• _Instruction_: Copy each line of the items below that contains the string "building". Case counts.

• _Data shown_:
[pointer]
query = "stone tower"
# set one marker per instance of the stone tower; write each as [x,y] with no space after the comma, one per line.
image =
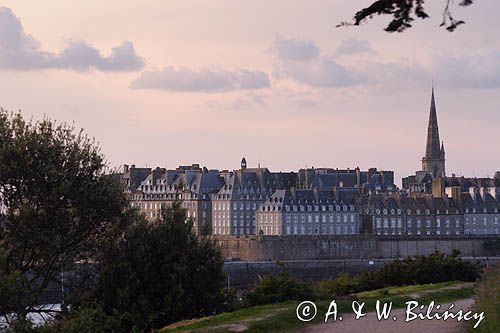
[434,159]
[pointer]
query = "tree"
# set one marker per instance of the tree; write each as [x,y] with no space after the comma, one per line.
[58,203]
[403,13]
[156,273]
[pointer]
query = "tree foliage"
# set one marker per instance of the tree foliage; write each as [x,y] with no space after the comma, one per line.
[404,12]
[277,288]
[156,273]
[58,202]
[434,268]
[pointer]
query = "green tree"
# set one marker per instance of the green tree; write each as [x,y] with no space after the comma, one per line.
[58,203]
[275,288]
[156,273]
[404,12]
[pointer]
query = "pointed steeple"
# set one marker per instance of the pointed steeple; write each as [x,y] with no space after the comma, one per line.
[433,149]
[434,159]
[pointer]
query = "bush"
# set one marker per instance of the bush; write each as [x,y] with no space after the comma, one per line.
[488,300]
[277,288]
[492,246]
[86,320]
[340,286]
[152,274]
[434,268]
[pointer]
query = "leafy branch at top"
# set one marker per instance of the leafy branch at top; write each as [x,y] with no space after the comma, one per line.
[403,13]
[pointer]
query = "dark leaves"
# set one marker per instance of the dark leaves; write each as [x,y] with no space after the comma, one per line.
[403,13]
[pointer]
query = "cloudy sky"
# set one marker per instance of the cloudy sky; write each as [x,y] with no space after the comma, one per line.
[175,82]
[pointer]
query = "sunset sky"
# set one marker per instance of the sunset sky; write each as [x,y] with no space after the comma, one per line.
[176,82]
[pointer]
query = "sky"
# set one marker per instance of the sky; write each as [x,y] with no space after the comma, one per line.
[164,83]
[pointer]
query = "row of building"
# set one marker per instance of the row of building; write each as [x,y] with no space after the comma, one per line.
[250,201]
[253,201]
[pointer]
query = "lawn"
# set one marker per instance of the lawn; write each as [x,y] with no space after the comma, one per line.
[488,300]
[281,317]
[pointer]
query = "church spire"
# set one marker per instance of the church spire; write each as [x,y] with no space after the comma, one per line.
[433,149]
[434,159]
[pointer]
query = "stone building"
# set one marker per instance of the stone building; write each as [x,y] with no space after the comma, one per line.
[191,185]
[481,214]
[308,212]
[235,204]
[372,180]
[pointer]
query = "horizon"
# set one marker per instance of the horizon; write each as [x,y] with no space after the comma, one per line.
[187,82]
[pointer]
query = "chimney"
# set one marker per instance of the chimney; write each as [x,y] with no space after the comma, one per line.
[437,187]
[358,177]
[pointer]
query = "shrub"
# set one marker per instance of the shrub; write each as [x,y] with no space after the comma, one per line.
[340,286]
[86,320]
[434,268]
[277,288]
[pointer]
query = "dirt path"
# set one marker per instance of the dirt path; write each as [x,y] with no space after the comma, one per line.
[370,324]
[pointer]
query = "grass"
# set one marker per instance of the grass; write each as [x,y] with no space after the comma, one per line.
[407,289]
[281,317]
[488,300]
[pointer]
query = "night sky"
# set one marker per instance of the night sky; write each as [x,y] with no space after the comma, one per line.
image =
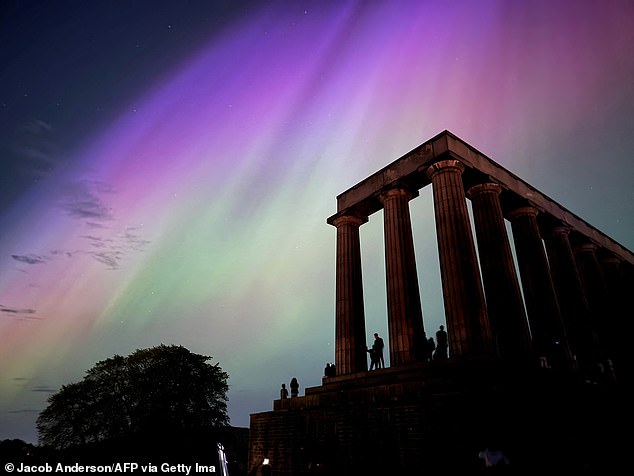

• _Written answer_:
query = "row of building"
# set one marker per instance of the row of building; write each as [x,y] with no space after the comma, one per line.
query = "stone building"
# set one marker per instance of the stone building; write each as [x,y] with no space after the comma, one per line.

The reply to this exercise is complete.